● **WHAT THE TASK REQUIRES**
Omit every picture, then give all the entries again exactly.

[Items listed in a dataset]
====

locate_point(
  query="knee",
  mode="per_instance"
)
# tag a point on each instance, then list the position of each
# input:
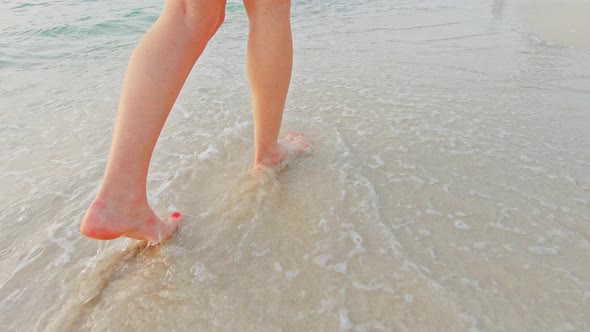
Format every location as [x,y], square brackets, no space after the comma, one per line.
[257,6]
[201,17]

====

● **YOUR RESPONSE**
locate_point(
  query="knee",
  mode="per_instance"
)
# tag a point on each instance, then list the position of each
# input:
Format every location as [x,y], square brackets, no space after the comma, one per line.
[257,6]
[201,17]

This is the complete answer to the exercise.